# [Getoonde tekst]
Recensies en signalementen



Dalstar/Prigov, Vienna-BeHa. 33 gedichten voor Peter de Grote. Pegasus, Amsterdam 1998



Dalstar/Prigov, Vienna-BeHa. 33 gedichten voor Peter de Grote. Pegasus, Amsterdam 1998. 334 blz.



Dimitri Prigov. Bron

De eerste twee woorden van de titel zien er wat merkwaardig uit: de Engelse benaming voor de stad Wenen, gevolgd door een met kleine kapitalen geschreven artikel damesondergoed. Voor wie cyrillisch leest bevat de titel minder geheimen: BeHa (spreek uit: Wjèna) is immers ook Wenen, maar dan op zijn Russisch. Twee maal Wenen dus, maar wat heeft dat te maken met de rest van de titel: '33 gedichten voor Peter de Grote'? Voor zover bekend is Peter de Grote nooit in Wenen geweest en zijn de betrekkingen tussen hem en de Oostenrijkse hoofdstad non-existent.

De hybride titel betreft ook een hybride boek. Na lezing ervan is me nog steeds niet duidelijk wat de betekenis is van het dubbele Wenen. De 33 gedichten voor Peter de Grote staan er wel in, maar nemen slechts de helft van het boek in beslag, de rest is gewijd aan andere zaken. Wel is, net als het eerste deel van de titel, het hele boek tweetalig, niet Engels en Russisch, maar Nederlands en Russisch, een tamelijk unieke uitgave dus.

Vienna-BeHa is in de eerste plaats een project van de dichter en performance-kunstenaar Koos Dalstra. Hij is halverwege de jaren negentig in contact gekomen met Russische kunstenaars, is ook opzetreden in Rusland en vond in de recente Peter de Grote manifestatie, waarbij het bestaan van driehonderdjaar culturele betrekkingen tussen Nederland en Rusland werd herdacht, voldoende reden een samenwerkingsproject met Rusland te starten. Zijn mede-auteur werd Dmitri Aleksandrovitsj Prigov, Moskous bekendste conceptualistische dichter en beeldend kunstenaar, bovendien geregeld deelnemer aan poëzie- en kunstmanifestaties in Nederland. Prigovs bijdrage aan het boek is relatief beperkt, maar wel een hoogtepunt. Het is een persiflage op Poesjkins beroemde gedicht De bronzen ruiter, dat zowel een verheerlijking van Peter de Grote is als een aanklacht tegen hem: hij stichtte immers een prachtige stad op een 'onmogelijke' plaats, de rnoerassio; monding van de rivier de Neva, maar die stichting ging gepaard met het verlies van duienden mensenlevens. Prigovs gedicht heet 'Poesjkins Dwaze Ruiter'. Door de eindeloze herhaling van het woord 'dwaas' heeft het een litanieachtig karakter gekregen.

# [Opdracht 1]
Geef bij elke bewering aan of ze klopt met de recensie van Vienna-BeHa: antwoord met ja of nee en citeer de woorden uit de recensie die de doorslag geven. (a) Peter de Grote is, voor zover bekend, nooit in Wenen geweest. (b) Het boek is tweetalig, in het Engels en het Russisch. (c) De 33 gedichten voor Peter de Grote beslaan het hele boek.
# [Opdracht 2]
Ga verder met de recensie van Vienna-BeHa en sluit aan op de laatste zin.
Het materiaal speelt hierbij geen enkele rol.

# [Materiaal]
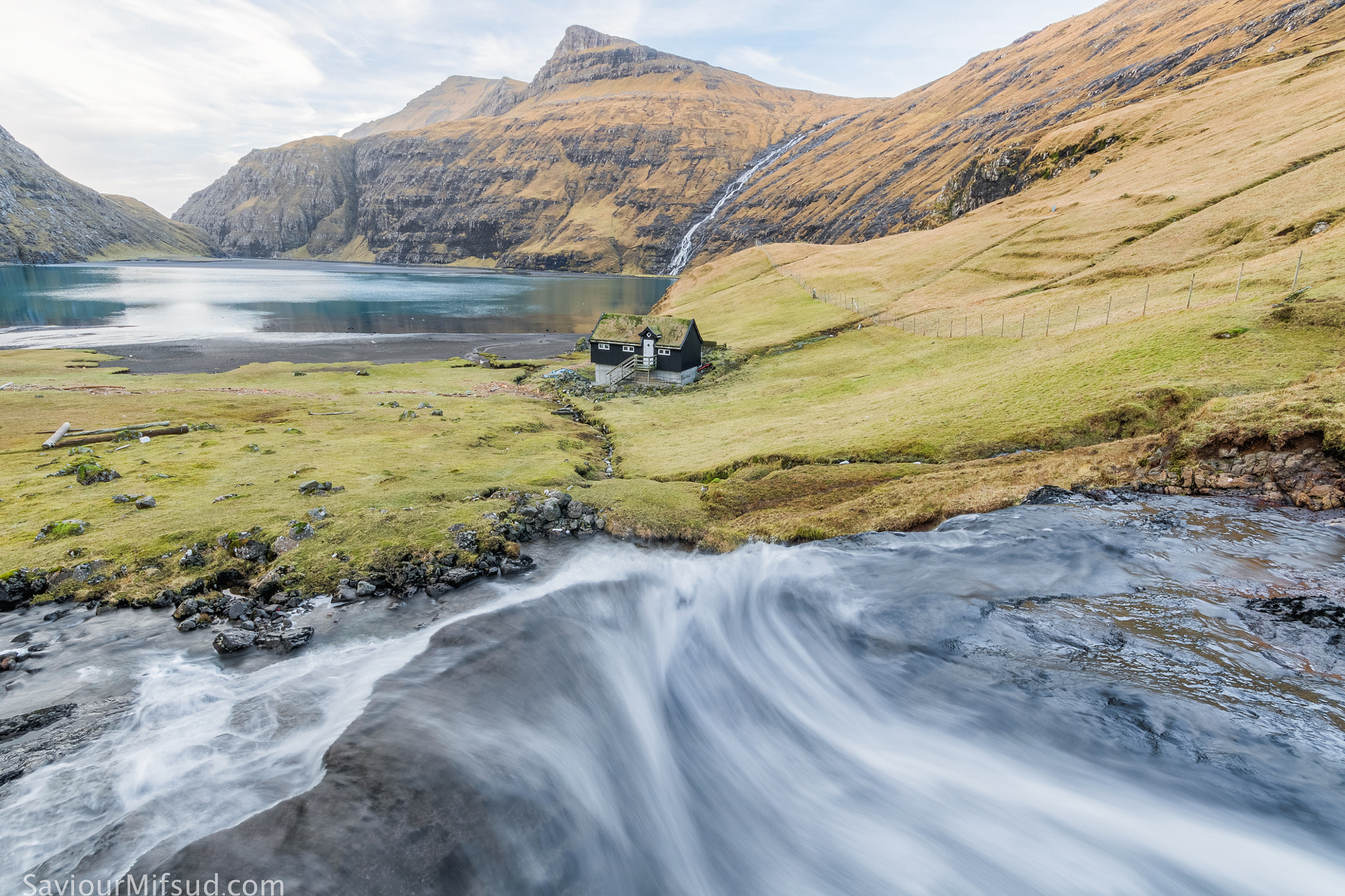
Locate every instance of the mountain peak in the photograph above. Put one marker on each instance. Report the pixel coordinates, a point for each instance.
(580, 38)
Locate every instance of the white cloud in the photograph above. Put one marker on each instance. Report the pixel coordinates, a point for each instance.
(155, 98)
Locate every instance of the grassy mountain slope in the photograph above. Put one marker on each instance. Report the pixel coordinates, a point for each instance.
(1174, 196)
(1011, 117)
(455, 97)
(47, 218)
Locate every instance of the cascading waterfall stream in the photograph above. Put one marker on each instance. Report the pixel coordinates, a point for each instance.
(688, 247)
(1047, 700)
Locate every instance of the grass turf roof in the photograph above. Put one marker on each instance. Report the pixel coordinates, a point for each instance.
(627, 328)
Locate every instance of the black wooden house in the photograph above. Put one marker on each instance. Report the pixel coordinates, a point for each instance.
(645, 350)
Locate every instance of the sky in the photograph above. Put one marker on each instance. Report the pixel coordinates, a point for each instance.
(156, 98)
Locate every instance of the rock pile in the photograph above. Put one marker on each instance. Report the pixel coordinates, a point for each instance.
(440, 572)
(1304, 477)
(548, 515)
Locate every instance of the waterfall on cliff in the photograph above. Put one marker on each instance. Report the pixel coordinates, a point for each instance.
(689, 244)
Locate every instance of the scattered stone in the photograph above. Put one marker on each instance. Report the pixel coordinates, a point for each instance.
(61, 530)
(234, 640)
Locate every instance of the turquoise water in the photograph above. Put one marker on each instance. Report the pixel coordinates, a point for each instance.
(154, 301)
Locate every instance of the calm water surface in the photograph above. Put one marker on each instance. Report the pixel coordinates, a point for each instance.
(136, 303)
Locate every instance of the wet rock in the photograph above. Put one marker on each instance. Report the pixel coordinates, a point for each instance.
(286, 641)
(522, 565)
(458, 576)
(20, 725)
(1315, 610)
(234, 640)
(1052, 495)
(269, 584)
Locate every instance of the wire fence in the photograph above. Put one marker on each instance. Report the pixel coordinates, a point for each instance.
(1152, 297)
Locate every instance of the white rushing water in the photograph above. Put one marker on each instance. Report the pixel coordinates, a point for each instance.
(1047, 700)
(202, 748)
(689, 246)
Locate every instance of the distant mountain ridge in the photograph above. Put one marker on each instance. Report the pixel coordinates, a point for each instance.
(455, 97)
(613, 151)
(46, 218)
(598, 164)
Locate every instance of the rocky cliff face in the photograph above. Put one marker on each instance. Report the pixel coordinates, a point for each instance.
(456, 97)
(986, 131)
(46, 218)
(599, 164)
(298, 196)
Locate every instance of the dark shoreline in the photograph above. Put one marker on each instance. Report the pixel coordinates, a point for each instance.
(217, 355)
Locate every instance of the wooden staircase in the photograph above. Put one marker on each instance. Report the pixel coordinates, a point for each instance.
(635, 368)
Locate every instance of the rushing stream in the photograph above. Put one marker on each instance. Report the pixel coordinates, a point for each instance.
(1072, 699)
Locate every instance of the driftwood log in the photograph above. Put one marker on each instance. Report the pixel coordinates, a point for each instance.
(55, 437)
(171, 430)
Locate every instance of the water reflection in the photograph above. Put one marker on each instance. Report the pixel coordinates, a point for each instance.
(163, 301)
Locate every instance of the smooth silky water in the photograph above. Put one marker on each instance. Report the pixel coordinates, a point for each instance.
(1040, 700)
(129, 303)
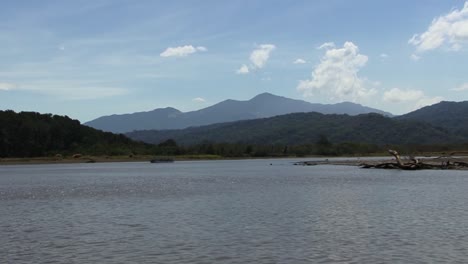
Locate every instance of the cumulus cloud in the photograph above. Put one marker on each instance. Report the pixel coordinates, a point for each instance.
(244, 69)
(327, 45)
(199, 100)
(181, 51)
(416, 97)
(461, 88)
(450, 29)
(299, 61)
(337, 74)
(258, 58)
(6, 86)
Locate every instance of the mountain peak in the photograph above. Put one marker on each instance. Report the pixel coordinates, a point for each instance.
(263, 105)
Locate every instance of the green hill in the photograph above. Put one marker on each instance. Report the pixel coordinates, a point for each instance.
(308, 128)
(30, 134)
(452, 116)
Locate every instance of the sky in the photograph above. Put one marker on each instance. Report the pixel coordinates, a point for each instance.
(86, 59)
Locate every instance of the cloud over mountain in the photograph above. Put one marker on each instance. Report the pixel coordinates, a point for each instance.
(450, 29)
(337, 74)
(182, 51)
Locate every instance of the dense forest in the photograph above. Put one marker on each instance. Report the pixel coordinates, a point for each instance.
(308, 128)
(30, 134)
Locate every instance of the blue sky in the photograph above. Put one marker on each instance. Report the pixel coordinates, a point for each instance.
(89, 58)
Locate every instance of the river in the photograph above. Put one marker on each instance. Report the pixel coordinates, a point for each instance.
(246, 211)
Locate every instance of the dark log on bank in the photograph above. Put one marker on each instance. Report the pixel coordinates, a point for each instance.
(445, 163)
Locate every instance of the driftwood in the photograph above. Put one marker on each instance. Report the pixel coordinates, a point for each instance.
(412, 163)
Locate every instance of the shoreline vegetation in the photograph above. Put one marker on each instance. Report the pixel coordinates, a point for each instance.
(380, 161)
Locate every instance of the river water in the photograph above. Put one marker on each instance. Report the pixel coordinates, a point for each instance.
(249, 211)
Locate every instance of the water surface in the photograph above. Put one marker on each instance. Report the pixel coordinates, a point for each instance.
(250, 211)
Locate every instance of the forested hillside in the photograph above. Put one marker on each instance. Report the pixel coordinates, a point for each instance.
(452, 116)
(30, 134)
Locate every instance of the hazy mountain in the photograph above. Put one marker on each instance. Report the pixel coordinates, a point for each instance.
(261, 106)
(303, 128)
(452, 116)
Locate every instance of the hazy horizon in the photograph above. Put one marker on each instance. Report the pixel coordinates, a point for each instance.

# [Verwacht antwoord 1]
(a) Ja: "Voor zover bekend is Peter de Grote nooit in Wenen geweest"
(b) Nee: "niet Engels en Russisch, maar Nederlands en Russisch"
(c) Nee: "nemen slechts de helft van het boek in beslag"

# [Verwacht antwoord 2]
Aan de oever van de dwaze stroom
Stond HIJ, vervuld van dwaze droom
De dwaas, en zag: de brede baren
Ontrolden dwazig zich en loom,
Men zag verdwaasd een bootje varen,
En langs d'onaardse waterkant
Dwaasden verspreid in 't drassig land
Wat hutten op van dwazen - Finnen;
En 't woud, waar dwaze zonnebrand
In dwaasheid nimmer drong naar binnen,
Dwaasde rondom.

En HIJ, HIJ dacht:

Verdwaasd zal men de Zweed belagen;
Hier komt een stad wier dwazenpracht
De dwaze nabuur zal mishagen.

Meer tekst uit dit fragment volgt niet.